### SOURCE INFORMATION ###

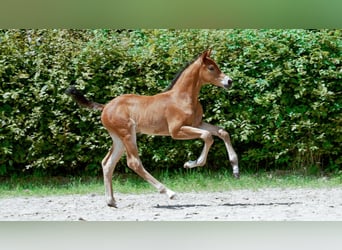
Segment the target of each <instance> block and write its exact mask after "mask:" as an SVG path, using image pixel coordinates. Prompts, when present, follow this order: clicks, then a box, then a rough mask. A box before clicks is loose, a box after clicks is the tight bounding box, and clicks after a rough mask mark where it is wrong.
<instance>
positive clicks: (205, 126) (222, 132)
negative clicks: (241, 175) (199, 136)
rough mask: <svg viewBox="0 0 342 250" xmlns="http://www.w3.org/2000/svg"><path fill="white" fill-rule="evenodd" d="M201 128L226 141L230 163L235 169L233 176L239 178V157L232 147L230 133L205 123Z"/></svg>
mask: <svg viewBox="0 0 342 250" xmlns="http://www.w3.org/2000/svg"><path fill="white" fill-rule="evenodd" d="M200 128H201V129H204V130H207V131H209V132H210V133H212V134H213V135H215V136H218V137H219V138H221V139H222V140H223V141H224V144H225V146H226V149H227V152H228V156H229V160H230V163H231V165H232V167H233V175H234V177H235V178H239V177H240V174H239V165H238V157H237V154H236V153H235V150H234V148H233V146H232V143H231V141H230V136H229V134H228V132H227V131H225V130H224V129H223V128H220V127H217V126H215V125H212V124H209V123H205V122H203V123H202V125H201V126H200Z"/></svg>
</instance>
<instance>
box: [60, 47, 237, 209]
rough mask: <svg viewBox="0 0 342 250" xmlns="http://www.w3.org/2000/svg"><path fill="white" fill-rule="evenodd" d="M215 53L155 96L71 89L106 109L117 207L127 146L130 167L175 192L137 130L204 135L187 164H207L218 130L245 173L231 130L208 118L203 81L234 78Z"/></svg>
mask: <svg viewBox="0 0 342 250" xmlns="http://www.w3.org/2000/svg"><path fill="white" fill-rule="evenodd" d="M210 53H211V50H207V51H205V52H203V53H202V54H201V55H199V56H198V57H197V58H196V59H195V60H194V61H193V62H192V63H189V64H188V66H186V67H185V68H184V69H183V70H182V71H180V73H179V74H178V75H177V76H176V77H175V79H174V80H173V81H172V83H171V85H170V87H169V88H168V89H167V91H164V92H162V93H159V94H156V95H154V96H140V95H133V94H125V95H121V96H119V97H116V98H114V99H113V100H111V101H110V102H109V103H107V104H105V105H103V104H99V103H96V102H93V101H90V100H88V99H86V98H85V97H84V96H83V94H82V93H81V92H79V91H78V90H76V88H75V87H74V86H71V87H70V88H69V89H68V90H67V93H68V94H70V95H71V96H72V97H73V98H74V99H75V100H76V102H77V103H79V104H80V105H82V106H85V107H87V108H91V109H97V110H100V111H102V115H101V120H102V124H103V126H104V127H105V128H106V129H107V130H108V132H109V134H110V136H111V138H112V140H113V145H112V147H111V148H110V150H109V152H108V153H107V155H106V156H105V157H104V159H103V160H102V169H103V176H104V185H105V195H106V201H107V204H108V206H112V207H116V203H115V199H114V196H113V188H112V176H113V171H114V168H115V166H116V164H117V162H118V161H119V159H120V157H121V156H122V154H123V153H124V151H126V154H127V165H128V167H129V168H131V169H132V170H133V171H134V172H136V173H137V174H138V175H139V176H141V177H142V178H144V179H145V180H146V181H147V182H149V183H150V184H151V185H153V186H154V187H155V188H156V189H157V190H158V191H159V192H160V193H165V194H166V195H167V196H168V197H169V198H170V199H173V198H174V197H175V192H173V191H172V190H170V189H169V188H167V187H166V186H164V185H163V184H162V183H160V182H159V181H158V180H156V179H155V178H154V177H153V176H152V175H151V174H150V173H148V172H147V171H146V170H145V168H144V167H143V165H142V163H141V160H140V158H139V155H138V147H137V142H136V134H137V133H143V134H152V135H164V136H171V137H172V138H173V139H178V140H188V139H198V138H200V139H202V140H203V141H204V147H203V150H202V153H201V155H200V156H199V157H198V159H197V160H195V161H188V162H186V163H185V164H184V167H185V168H194V167H197V166H203V165H204V164H205V162H206V160H207V154H208V151H209V149H210V147H211V145H212V144H213V138H212V136H213V135H214V136H218V137H219V138H221V139H222V140H223V141H224V143H225V146H226V149H227V152H228V155H229V159H230V162H231V164H232V167H233V174H234V176H235V177H236V178H238V177H239V167H238V159H237V155H236V153H235V151H234V149H233V147H232V144H231V142H230V137H229V134H228V133H227V132H226V131H225V130H223V129H222V128H220V127H217V126H214V125H211V124H209V123H205V122H203V121H202V116H203V109H202V106H201V104H200V103H199V100H198V95H199V92H200V89H201V87H202V86H203V85H204V84H208V83H210V84H212V85H215V86H219V87H223V88H226V89H228V88H229V87H231V85H232V80H231V78H229V77H228V76H226V75H225V74H223V73H222V72H221V70H220V69H219V67H218V66H217V64H216V63H215V62H214V61H213V60H212V59H211V58H209V56H210Z"/></svg>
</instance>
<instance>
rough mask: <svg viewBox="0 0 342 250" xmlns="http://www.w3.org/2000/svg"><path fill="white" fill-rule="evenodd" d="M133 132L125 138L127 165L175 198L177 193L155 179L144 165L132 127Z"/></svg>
mask: <svg viewBox="0 0 342 250" xmlns="http://www.w3.org/2000/svg"><path fill="white" fill-rule="evenodd" d="M131 130H132V131H131V134H129V135H126V136H125V138H124V139H123V143H124V145H125V147H126V153H127V165H128V167H129V168H131V169H132V170H133V171H134V172H136V173H137V174H138V175H139V176H141V177H142V178H143V179H144V180H146V181H147V182H148V183H150V184H151V185H152V186H154V187H155V188H156V189H157V190H158V191H159V192H160V193H162V194H166V195H167V196H168V197H169V198H170V199H173V198H175V196H176V193H175V192H173V191H172V190H170V189H168V188H167V187H165V186H164V185H163V184H162V183H160V182H159V181H158V180H157V179H155V178H154V177H153V176H152V175H151V174H150V173H149V172H147V171H146V169H145V168H144V167H143V165H142V163H141V160H140V158H139V154H138V147H137V144H136V134H135V129H134V128H133V129H131Z"/></svg>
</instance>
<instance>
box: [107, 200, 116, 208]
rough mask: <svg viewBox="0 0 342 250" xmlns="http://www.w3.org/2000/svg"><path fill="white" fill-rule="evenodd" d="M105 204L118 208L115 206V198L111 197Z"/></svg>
mask: <svg viewBox="0 0 342 250" xmlns="http://www.w3.org/2000/svg"><path fill="white" fill-rule="evenodd" d="M107 206H108V207H114V208H118V207H117V206H116V202H115V200H112V199H111V200H108V201H107Z"/></svg>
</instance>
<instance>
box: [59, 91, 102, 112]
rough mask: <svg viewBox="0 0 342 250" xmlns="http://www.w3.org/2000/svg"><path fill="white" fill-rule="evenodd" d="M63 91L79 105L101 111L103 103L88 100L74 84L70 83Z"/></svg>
mask: <svg viewBox="0 0 342 250" xmlns="http://www.w3.org/2000/svg"><path fill="white" fill-rule="evenodd" d="M65 93H66V94H68V95H70V96H71V97H72V98H73V99H74V100H75V101H76V102H77V103H78V104H79V105H80V106H83V107H86V108H89V109H95V110H101V111H102V110H103V108H104V105H103V104H100V103H97V102H93V101H90V100H88V99H87V98H86V97H85V96H84V95H83V93H82V92H81V91H79V90H77V89H76V88H75V86H74V85H70V87H69V88H68V89H67V90H66V91H65Z"/></svg>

###

EXERCISE INSTRUCTIONS
Except for the pictures, print the data above exactly.

FINISHED TASK
Segment the target of each <instance> block and write its exact mask after "mask:" as an SVG path, using image pixel coordinates. Prompts, when present, follow this order: clicks, then a box, then a rough mask. A box before clicks is loose, a box after clicks is the tight bounding box, and clicks after a rough mask mark where it is wrong.
<instance>
positive clicks: (205, 126) (222, 132)
negative clicks: (241, 175) (199, 136)
rough mask: <svg viewBox="0 0 342 250" xmlns="http://www.w3.org/2000/svg"><path fill="white" fill-rule="evenodd" d="M201 128L226 141L230 163L235 169L233 176L239 178V157L232 147L230 133L205 123Z"/></svg>
mask: <svg viewBox="0 0 342 250" xmlns="http://www.w3.org/2000/svg"><path fill="white" fill-rule="evenodd" d="M200 128H201V129H204V130H207V131H209V132H210V133H212V134H213V135H215V136H218V137H219V138H221V139H222V140H223V141H224V144H225V146H226V149H227V152H228V156H229V160H230V163H231V165H232V167H233V175H234V177H235V178H239V177H240V174H239V165H238V157H237V154H236V153H235V150H234V148H233V146H232V143H231V141H230V136H229V134H228V132H227V131H225V130H224V129H223V128H220V127H217V126H215V125H212V124H209V123H205V122H203V123H202V125H201V126H200Z"/></svg>
</instance>
<instance>
box: [60, 47, 237, 209]
rough mask: <svg viewBox="0 0 342 250" xmlns="http://www.w3.org/2000/svg"><path fill="white" fill-rule="evenodd" d="M215 53L155 96L71 89L106 109L117 207L127 146L130 167L175 192L137 130L204 135L187 164H207L218 130L245 173L231 130L208 118L203 81L234 78Z"/></svg>
mask: <svg viewBox="0 0 342 250" xmlns="http://www.w3.org/2000/svg"><path fill="white" fill-rule="evenodd" d="M210 53H211V50H207V51H205V52H203V53H202V54H201V55H199V56H198V57H197V58H196V59H195V60H194V61H193V62H192V63H189V64H188V66H186V67H185V68H184V69H183V70H182V71H180V73H179V74H178V75H177V76H176V77H175V79H174V80H173V81H172V83H171V85H170V87H169V88H168V89H167V91H164V92H162V93H159V94H156V95H154V96H140V95H133V94H125V95H121V96H119V97H116V98H114V99H113V100H111V101H110V102H109V103H107V104H105V105H103V104H99V103H96V102H93V101H90V100H88V99H86V98H85V97H84V96H83V94H82V93H81V92H79V91H78V90H76V88H75V87H74V86H71V87H70V88H69V89H68V90H67V93H68V94H70V95H71V96H72V97H73V98H74V99H75V100H76V102H77V103H79V104H80V105H82V106H85V107H87V108H91V109H97V110H100V111H102V115H101V120H102V124H103V126H104V127H105V128H106V129H107V130H108V132H109V134H110V136H111V138H112V140H113V145H112V147H111V148H110V150H109V152H108V153H107V155H106V156H105V157H104V159H103V160H102V169H103V176H104V185H105V195H106V201H107V204H108V206H112V207H116V203H115V199H114V196H113V188H112V176H113V171H114V168H115V166H116V164H117V162H118V161H119V159H120V157H121V156H122V154H123V153H124V151H126V154H127V165H128V167H129V168H131V169H132V170H133V171H134V172H136V173H137V174H138V175H139V176H141V177H142V178H144V179H145V180H146V181H147V182H149V183H150V184H151V185H153V186H154V187H155V188H156V189H157V190H158V191H159V192H160V193H165V194H166V195H167V196H168V197H169V198H170V199H173V198H174V197H175V192H173V191H172V190H170V189H169V188H167V187H166V186H164V185H163V184H162V183H160V182H159V181H158V180H156V179H155V178H154V177H153V176H152V175H151V174H150V173H148V172H147V171H146V170H145V168H144V167H143V165H142V163H141V160H140V158H139V155H138V147H137V142H136V134H137V133H143V134H152V135H164V136H171V137H172V138H173V139H178V140H188V139H198V138H200V139H202V140H203V141H204V147H203V150H202V153H201V155H200V156H199V157H198V159H197V160H195V161H188V162H186V163H185V164H184V167H185V168H194V167H197V166H203V165H204V164H205V162H206V160H207V154H208V151H209V149H210V147H211V145H212V144H213V138H212V136H213V135H214V136H218V137H219V138H221V139H222V140H223V141H224V143H225V146H226V149H227V152H228V155H229V159H230V162H231V164H232V167H233V174H234V176H235V177H236V178H238V177H239V167H238V159H237V155H236V153H235V151H234V149H233V147H232V144H231V142H230V137H229V134H228V133H227V132H226V131H225V130H223V129H222V128H220V127H217V126H214V125H211V124H209V123H205V122H203V121H202V116H203V109H202V106H201V104H200V103H199V100H198V95H199V92H200V89H201V87H202V86H203V85H204V84H208V83H210V84H212V85H215V86H219V87H223V88H226V89H228V88H229V87H231V85H232V80H231V78H229V77H228V76H226V75H225V74H223V73H222V72H221V70H220V69H219V67H218V66H217V64H216V63H215V62H214V61H213V60H212V59H211V58H209V56H210Z"/></svg>
</instance>
<instance>
rough mask: <svg viewBox="0 0 342 250" xmlns="http://www.w3.org/2000/svg"><path fill="white" fill-rule="evenodd" d="M133 132L125 138L127 165L175 198L177 193L155 179L144 165L132 127Z"/></svg>
mask: <svg viewBox="0 0 342 250" xmlns="http://www.w3.org/2000/svg"><path fill="white" fill-rule="evenodd" d="M131 130H132V131H131V134H129V135H126V136H125V138H124V139H123V143H124V145H125V147H126V153H127V165H128V167H129V168H131V169H132V170H133V171H134V172H136V173H137V174H138V175H139V176H141V177H142V178H143V179H144V180H146V181H147V182H148V183H150V184H151V185H152V186H154V187H155V188H156V189H157V190H158V191H159V192H160V193H162V194H166V195H167V196H168V197H169V198H170V199H173V198H175V196H176V193H175V192H173V191H172V190H170V189H168V188H167V187H165V186H164V185H163V184H162V183H160V182H159V181H158V180H157V179H155V178H154V177H153V176H152V175H151V174H150V173H149V172H147V171H146V169H145V168H144V167H143V165H142V163H141V160H140V158H139V154H138V147H137V144H136V134H135V129H134V128H133V129H131Z"/></svg>
</instance>
<instance>
box: [107, 200, 116, 208]
rough mask: <svg viewBox="0 0 342 250" xmlns="http://www.w3.org/2000/svg"><path fill="white" fill-rule="evenodd" d="M105 204L118 208L115 206V198L111 197Z"/></svg>
mask: <svg viewBox="0 0 342 250" xmlns="http://www.w3.org/2000/svg"><path fill="white" fill-rule="evenodd" d="M107 206H108V207H114V208H118V207H117V206H116V202H115V200H112V199H111V200H108V201H107Z"/></svg>
</instance>
<instance>
box: [59, 91, 102, 112]
rough mask: <svg viewBox="0 0 342 250" xmlns="http://www.w3.org/2000/svg"><path fill="white" fill-rule="evenodd" d="M63 91L79 105L101 111L103 103L88 100L74 84L70 83Z"/></svg>
mask: <svg viewBox="0 0 342 250" xmlns="http://www.w3.org/2000/svg"><path fill="white" fill-rule="evenodd" d="M65 93H66V94H68V95H70V96H71V97H72V98H73V99H74V100H75V101H76V102H77V103H78V104H79V105H80V106H83V107H86V108H89V109H95V110H101V111H102V110H103V108H104V105H103V104H100V103H97V102H93V101H90V100H88V99H87V98H86V97H85V96H84V95H83V93H82V92H81V91H79V90H77V89H76V88H75V86H74V85H70V87H69V88H68V89H67V90H66V91H65Z"/></svg>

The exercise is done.